**EXCERPTED TEXT**
= = =

Good evening girlies,

I've had a mad busy day in the office today - not what I'm used to, believe me!
I also did a spot of volunteer teaching (French) to some kids at our local primary school - only half an hour but I am now officially knackered!!

I have just arrived home, and boy, does a holiday to Florida sound soooo good to me - you lucky thing, Amanda!   Is there room in your suitcase for a not so little one?  

Hi Roo, great to hear from you. Sorry to hear about your cold, terrible timing! Loads of the lads at work have colds, and I'm dreading the inevitable passing on of the virus - they're not so free and easy with their wallets in a bar, believe me!  

I know what you mean about enjoying the feeling of having the embies tucked up safe and sound. I'll be sad soon enough, if it hasn't worked - maybe it's a case of burying my head in the sand, but if it is, I quite like the sand!!!!

= = =

**DATA SECTION**
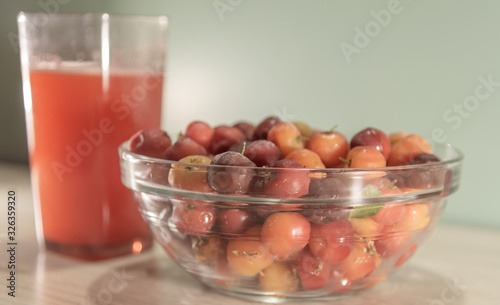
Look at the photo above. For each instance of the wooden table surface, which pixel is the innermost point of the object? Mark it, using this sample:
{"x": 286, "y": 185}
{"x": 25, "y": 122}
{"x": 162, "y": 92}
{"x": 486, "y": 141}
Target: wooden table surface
{"x": 457, "y": 265}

= = =

**TO DO**
1: In the forum post, what subject did the writer teach to kids at the local primary school?
2: Transcribe a passage of the forum post, beginning with the words "I know what" and stopping after "like the sand!!!!".

**PROBLEM SOLUTIONS**
1: French.

2:
I know what you mean about enjoying the feeling of having the embies tucked up safe and sound. I'll be sad soon enough, if it hasn't worked - maybe it's a case of burying my head in the sand, but if it is, I quite like the sand!!!!